Begin DATASET ROWS

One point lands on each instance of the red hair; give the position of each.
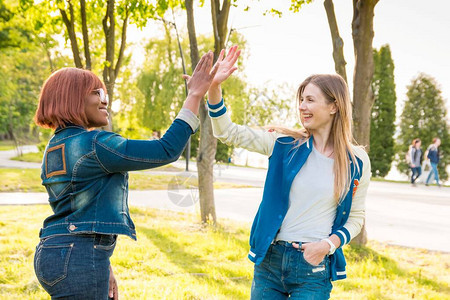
(63, 96)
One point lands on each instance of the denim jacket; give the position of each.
(86, 175)
(285, 161)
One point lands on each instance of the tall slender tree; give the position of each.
(111, 16)
(362, 33)
(382, 126)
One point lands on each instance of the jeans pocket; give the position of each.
(321, 264)
(105, 242)
(51, 263)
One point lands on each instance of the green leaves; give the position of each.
(424, 116)
(382, 127)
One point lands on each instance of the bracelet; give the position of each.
(332, 246)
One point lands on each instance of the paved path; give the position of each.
(395, 213)
(5, 161)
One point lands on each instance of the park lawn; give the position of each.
(177, 258)
(29, 180)
(29, 157)
(7, 145)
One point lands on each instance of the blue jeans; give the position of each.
(75, 266)
(416, 172)
(285, 273)
(435, 172)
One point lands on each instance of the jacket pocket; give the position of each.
(105, 242)
(51, 263)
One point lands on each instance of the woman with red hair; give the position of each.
(85, 174)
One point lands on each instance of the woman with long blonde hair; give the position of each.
(314, 193)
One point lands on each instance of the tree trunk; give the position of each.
(338, 43)
(362, 31)
(70, 25)
(208, 144)
(87, 53)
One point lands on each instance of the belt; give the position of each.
(287, 243)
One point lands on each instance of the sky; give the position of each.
(288, 49)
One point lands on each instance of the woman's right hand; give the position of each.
(198, 84)
(225, 69)
(226, 66)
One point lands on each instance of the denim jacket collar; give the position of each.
(68, 125)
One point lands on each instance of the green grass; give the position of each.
(7, 145)
(29, 157)
(20, 180)
(177, 258)
(29, 180)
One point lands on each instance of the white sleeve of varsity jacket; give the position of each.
(358, 209)
(257, 140)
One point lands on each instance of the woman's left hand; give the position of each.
(113, 288)
(314, 252)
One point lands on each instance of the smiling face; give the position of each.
(96, 109)
(316, 111)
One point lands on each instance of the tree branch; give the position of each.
(87, 53)
(338, 43)
(70, 25)
(122, 42)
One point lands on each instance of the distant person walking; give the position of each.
(433, 155)
(416, 160)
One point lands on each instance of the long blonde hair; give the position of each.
(335, 90)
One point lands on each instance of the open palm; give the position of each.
(226, 66)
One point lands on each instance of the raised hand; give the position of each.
(203, 75)
(226, 66)
(200, 81)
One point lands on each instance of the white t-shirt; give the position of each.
(312, 207)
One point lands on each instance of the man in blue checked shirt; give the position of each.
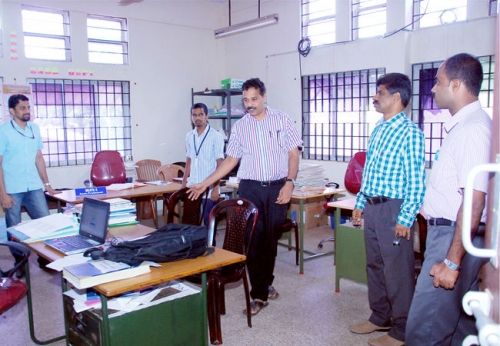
(391, 195)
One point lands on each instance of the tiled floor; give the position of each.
(308, 311)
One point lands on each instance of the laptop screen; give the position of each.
(94, 219)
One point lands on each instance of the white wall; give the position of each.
(172, 49)
(271, 53)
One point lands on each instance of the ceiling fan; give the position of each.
(127, 2)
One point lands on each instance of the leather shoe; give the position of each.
(366, 327)
(385, 340)
(272, 293)
(255, 306)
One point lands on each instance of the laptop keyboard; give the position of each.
(77, 242)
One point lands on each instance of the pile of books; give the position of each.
(310, 175)
(122, 212)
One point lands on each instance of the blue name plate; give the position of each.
(90, 191)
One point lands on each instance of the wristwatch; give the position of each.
(451, 265)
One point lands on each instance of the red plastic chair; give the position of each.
(108, 168)
(241, 217)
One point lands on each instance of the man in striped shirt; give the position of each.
(391, 195)
(204, 153)
(436, 316)
(267, 144)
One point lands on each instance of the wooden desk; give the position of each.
(167, 272)
(350, 255)
(300, 198)
(148, 192)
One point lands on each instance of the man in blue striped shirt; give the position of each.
(391, 195)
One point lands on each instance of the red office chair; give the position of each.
(241, 217)
(354, 172)
(108, 168)
(352, 180)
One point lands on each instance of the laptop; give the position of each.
(93, 229)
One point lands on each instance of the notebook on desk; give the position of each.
(92, 232)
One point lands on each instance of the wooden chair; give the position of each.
(241, 217)
(147, 170)
(170, 171)
(180, 209)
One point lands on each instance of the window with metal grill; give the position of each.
(427, 13)
(493, 8)
(78, 118)
(318, 21)
(431, 119)
(369, 18)
(337, 112)
(107, 40)
(46, 34)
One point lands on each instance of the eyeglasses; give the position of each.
(23, 134)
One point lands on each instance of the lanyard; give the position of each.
(197, 151)
(22, 133)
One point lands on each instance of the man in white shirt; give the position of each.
(436, 316)
(204, 153)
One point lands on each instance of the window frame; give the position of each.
(123, 43)
(327, 20)
(357, 11)
(75, 121)
(65, 37)
(336, 131)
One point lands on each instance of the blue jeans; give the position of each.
(35, 203)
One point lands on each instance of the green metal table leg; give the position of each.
(29, 299)
(204, 303)
(302, 227)
(105, 334)
(337, 223)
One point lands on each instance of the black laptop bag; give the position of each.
(169, 243)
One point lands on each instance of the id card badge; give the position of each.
(195, 163)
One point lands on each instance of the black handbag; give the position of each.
(12, 290)
(169, 243)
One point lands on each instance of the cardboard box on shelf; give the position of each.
(231, 83)
(315, 215)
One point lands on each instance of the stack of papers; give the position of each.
(88, 299)
(97, 272)
(310, 175)
(48, 227)
(123, 212)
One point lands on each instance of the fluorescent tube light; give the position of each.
(245, 26)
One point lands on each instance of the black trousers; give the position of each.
(263, 247)
(390, 268)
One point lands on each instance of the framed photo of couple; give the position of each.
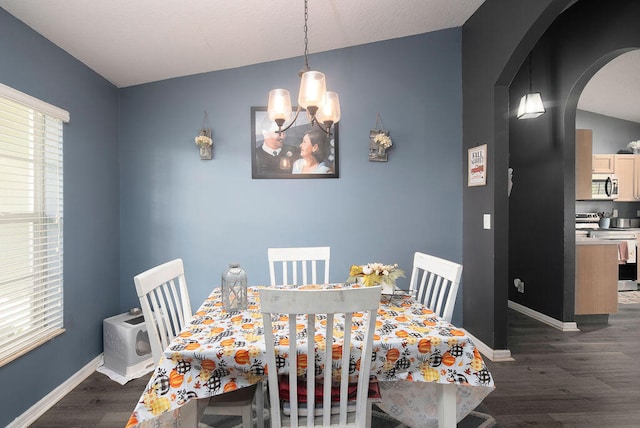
(302, 151)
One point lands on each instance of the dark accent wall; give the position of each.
(542, 208)
(495, 42)
(32, 64)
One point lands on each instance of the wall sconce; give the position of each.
(530, 104)
(204, 140)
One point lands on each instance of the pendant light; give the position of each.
(530, 104)
(322, 106)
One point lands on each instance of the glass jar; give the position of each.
(234, 288)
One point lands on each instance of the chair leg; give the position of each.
(247, 417)
(260, 405)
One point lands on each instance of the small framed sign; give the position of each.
(477, 166)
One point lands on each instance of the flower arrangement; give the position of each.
(383, 140)
(203, 140)
(634, 146)
(375, 273)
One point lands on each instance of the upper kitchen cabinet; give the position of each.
(584, 142)
(627, 170)
(603, 164)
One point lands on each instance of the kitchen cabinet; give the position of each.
(596, 279)
(627, 170)
(603, 164)
(584, 142)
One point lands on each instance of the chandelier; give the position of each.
(322, 106)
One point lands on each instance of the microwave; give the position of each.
(604, 186)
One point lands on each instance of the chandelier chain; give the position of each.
(306, 39)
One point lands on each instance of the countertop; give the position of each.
(595, 241)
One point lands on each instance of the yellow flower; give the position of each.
(355, 270)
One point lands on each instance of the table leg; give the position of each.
(190, 413)
(446, 396)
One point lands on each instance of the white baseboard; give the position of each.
(560, 325)
(49, 400)
(495, 355)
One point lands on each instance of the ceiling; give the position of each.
(131, 42)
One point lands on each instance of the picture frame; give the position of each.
(287, 161)
(477, 166)
(377, 152)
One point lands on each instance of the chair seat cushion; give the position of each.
(283, 385)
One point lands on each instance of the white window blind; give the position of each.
(31, 220)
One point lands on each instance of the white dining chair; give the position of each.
(298, 265)
(435, 282)
(166, 308)
(331, 310)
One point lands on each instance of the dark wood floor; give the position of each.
(580, 379)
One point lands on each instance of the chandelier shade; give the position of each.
(279, 107)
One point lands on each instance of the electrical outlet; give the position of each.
(519, 284)
(486, 221)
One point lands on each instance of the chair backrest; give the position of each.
(435, 282)
(299, 265)
(164, 300)
(327, 311)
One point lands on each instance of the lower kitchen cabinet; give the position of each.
(596, 279)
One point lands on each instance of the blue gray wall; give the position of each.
(137, 194)
(609, 133)
(211, 213)
(33, 65)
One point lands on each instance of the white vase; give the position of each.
(388, 288)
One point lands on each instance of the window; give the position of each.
(31, 251)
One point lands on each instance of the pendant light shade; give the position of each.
(530, 106)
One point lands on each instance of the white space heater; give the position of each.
(126, 344)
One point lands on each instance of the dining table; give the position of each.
(430, 372)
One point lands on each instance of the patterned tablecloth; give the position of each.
(220, 351)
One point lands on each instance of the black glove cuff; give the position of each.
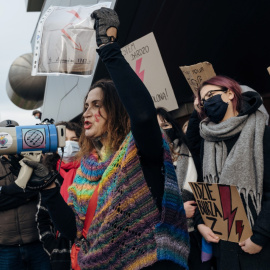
(38, 183)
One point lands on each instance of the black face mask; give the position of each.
(170, 133)
(215, 108)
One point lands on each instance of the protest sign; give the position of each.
(66, 41)
(144, 57)
(222, 210)
(197, 74)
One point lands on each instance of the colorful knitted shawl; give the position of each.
(127, 231)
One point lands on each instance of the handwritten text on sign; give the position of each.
(144, 57)
(222, 210)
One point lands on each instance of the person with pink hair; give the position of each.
(234, 143)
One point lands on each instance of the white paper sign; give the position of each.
(66, 41)
(144, 57)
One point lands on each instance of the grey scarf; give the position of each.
(243, 167)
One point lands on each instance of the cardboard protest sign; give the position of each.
(222, 210)
(197, 74)
(144, 57)
(66, 41)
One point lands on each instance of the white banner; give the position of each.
(66, 41)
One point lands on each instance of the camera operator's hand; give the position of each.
(106, 25)
(14, 161)
(41, 176)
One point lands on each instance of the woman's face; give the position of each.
(95, 116)
(71, 135)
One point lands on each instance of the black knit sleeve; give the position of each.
(137, 101)
(12, 196)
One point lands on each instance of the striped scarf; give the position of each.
(127, 231)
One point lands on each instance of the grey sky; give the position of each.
(17, 27)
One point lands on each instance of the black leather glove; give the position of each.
(104, 19)
(41, 176)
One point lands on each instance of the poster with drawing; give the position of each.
(144, 57)
(197, 74)
(222, 210)
(66, 41)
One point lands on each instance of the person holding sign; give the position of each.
(125, 198)
(186, 166)
(235, 149)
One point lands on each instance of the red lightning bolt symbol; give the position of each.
(239, 228)
(137, 70)
(79, 47)
(226, 203)
(74, 13)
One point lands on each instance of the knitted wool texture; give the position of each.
(127, 231)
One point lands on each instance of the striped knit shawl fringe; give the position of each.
(127, 231)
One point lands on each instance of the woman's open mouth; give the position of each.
(87, 124)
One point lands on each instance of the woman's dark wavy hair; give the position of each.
(118, 123)
(167, 117)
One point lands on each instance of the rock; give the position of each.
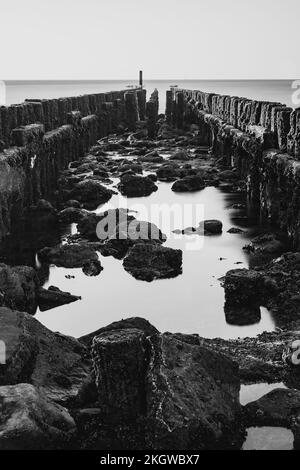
(122, 391)
(150, 387)
(101, 226)
(68, 256)
(242, 315)
(133, 167)
(53, 297)
(243, 287)
(136, 323)
(291, 353)
(56, 364)
(127, 234)
(235, 230)
(92, 268)
(152, 177)
(18, 287)
(31, 422)
(210, 227)
(71, 215)
(43, 206)
(181, 156)
(73, 203)
(183, 411)
(267, 243)
(275, 286)
(148, 262)
(168, 173)
(188, 184)
(152, 157)
(91, 193)
(136, 186)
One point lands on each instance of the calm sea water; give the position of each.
(271, 90)
(190, 303)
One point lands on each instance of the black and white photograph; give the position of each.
(149, 229)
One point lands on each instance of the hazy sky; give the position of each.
(104, 39)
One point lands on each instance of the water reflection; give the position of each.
(190, 303)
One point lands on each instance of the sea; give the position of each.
(271, 90)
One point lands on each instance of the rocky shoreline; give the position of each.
(127, 385)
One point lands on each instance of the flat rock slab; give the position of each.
(31, 422)
(150, 261)
(56, 364)
(68, 256)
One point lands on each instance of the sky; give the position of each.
(183, 39)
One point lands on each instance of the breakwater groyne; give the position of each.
(260, 139)
(39, 138)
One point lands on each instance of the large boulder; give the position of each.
(136, 186)
(29, 421)
(188, 184)
(164, 393)
(68, 256)
(91, 193)
(210, 227)
(108, 221)
(71, 215)
(54, 297)
(168, 172)
(18, 287)
(136, 323)
(56, 364)
(150, 261)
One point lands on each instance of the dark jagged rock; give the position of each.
(43, 207)
(243, 287)
(122, 393)
(181, 156)
(152, 157)
(92, 268)
(71, 215)
(91, 193)
(148, 262)
(68, 256)
(275, 285)
(183, 411)
(129, 233)
(56, 364)
(136, 186)
(210, 227)
(101, 226)
(168, 173)
(54, 297)
(18, 287)
(134, 167)
(242, 315)
(73, 203)
(151, 388)
(267, 243)
(188, 184)
(31, 422)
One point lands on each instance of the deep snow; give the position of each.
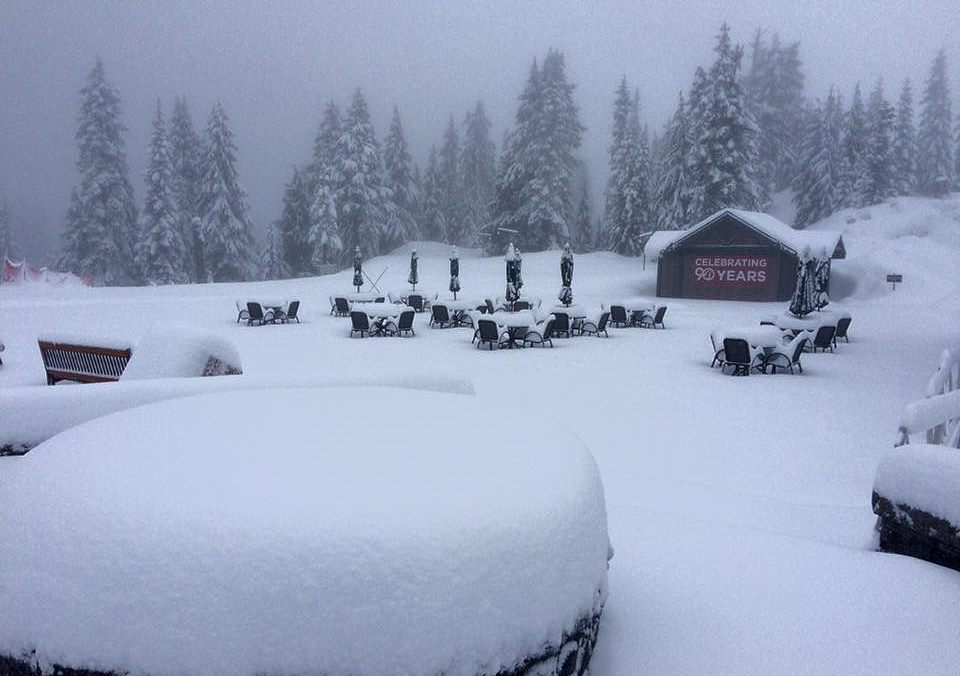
(739, 508)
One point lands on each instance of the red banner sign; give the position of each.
(730, 270)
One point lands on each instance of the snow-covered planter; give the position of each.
(288, 531)
(180, 351)
(916, 497)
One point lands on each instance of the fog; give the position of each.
(274, 65)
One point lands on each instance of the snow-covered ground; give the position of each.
(739, 508)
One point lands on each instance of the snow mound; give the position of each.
(300, 531)
(180, 351)
(923, 476)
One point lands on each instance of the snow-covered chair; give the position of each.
(440, 316)
(361, 323)
(824, 338)
(489, 333)
(743, 358)
(652, 321)
(595, 328)
(789, 357)
(843, 325)
(242, 313)
(404, 324)
(341, 307)
(618, 315)
(542, 335)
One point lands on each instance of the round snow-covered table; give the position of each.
(185, 537)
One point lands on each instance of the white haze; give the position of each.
(275, 64)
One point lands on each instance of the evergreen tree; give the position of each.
(185, 164)
(935, 162)
(877, 181)
(633, 189)
(904, 144)
(107, 214)
(478, 172)
(295, 224)
(324, 235)
(325, 142)
(228, 241)
(775, 92)
(726, 157)
(822, 163)
(399, 179)
(432, 226)
(361, 197)
(620, 151)
(272, 265)
(534, 188)
(674, 186)
(451, 187)
(161, 253)
(855, 150)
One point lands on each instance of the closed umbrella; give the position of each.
(454, 272)
(566, 276)
(804, 301)
(357, 268)
(511, 259)
(413, 278)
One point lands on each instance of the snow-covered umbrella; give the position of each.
(804, 300)
(822, 280)
(454, 272)
(566, 275)
(413, 278)
(357, 268)
(511, 259)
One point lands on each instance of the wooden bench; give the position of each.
(82, 363)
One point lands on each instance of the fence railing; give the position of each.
(937, 416)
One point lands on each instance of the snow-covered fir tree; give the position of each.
(432, 224)
(324, 235)
(161, 252)
(935, 161)
(272, 265)
(633, 188)
(293, 227)
(478, 172)
(185, 164)
(821, 163)
(325, 142)
(361, 197)
(725, 154)
(228, 242)
(534, 183)
(905, 144)
(620, 157)
(398, 168)
(101, 234)
(775, 92)
(674, 184)
(854, 150)
(877, 181)
(451, 186)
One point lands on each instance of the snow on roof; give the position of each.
(795, 240)
(327, 545)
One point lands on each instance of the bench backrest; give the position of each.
(83, 363)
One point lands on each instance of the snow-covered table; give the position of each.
(175, 539)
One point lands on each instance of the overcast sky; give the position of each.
(274, 64)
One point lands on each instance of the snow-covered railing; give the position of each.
(937, 415)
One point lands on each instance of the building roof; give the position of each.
(794, 240)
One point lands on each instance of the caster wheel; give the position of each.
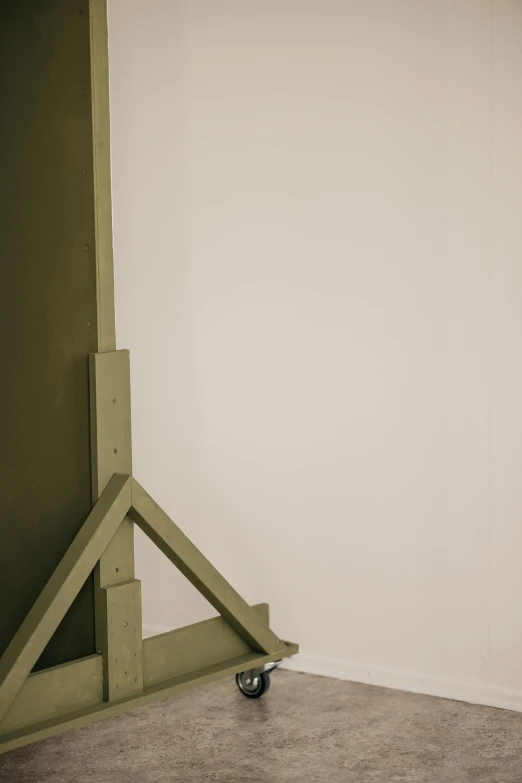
(253, 687)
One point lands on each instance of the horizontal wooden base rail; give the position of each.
(71, 695)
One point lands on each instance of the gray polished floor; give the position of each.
(305, 729)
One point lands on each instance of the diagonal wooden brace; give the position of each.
(62, 588)
(200, 572)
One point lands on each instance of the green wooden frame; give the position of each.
(73, 694)
(126, 670)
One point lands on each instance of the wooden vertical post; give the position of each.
(117, 592)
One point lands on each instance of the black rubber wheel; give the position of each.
(253, 687)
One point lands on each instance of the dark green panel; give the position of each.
(47, 307)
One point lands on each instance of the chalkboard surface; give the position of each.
(48, 307)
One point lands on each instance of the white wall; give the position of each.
(317, 215)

End DATASET ROWS

TASK PROMPT ▸
Everything from the line with "One point lands on each instance of the diagonal" through the last line of the material above should be echoed exactly, and nothing else.

FINISHED EXERCISE ▸
One point lands on each instance of the diagonal wooden brace; give the position of each.
(62, 588)
(200, 572)
One point lands on each instance of the green wooden frame; give the position of each.
(73, 694)
(126, 670)
One point lands on each instance of the wooden vertical post; give the position of each.
(117, 592)
One point lands on each instance of the black rubber wheel; give the position of each.
(253, 687)
One point lands on each instance of the dark green panel; give the position of each.
(47, 307)
One point lands on each instance of the chalkboard surface; give the position of each.
(48, 307)
One point lands on each instance of the white wall; give the position of each.
(317, 215)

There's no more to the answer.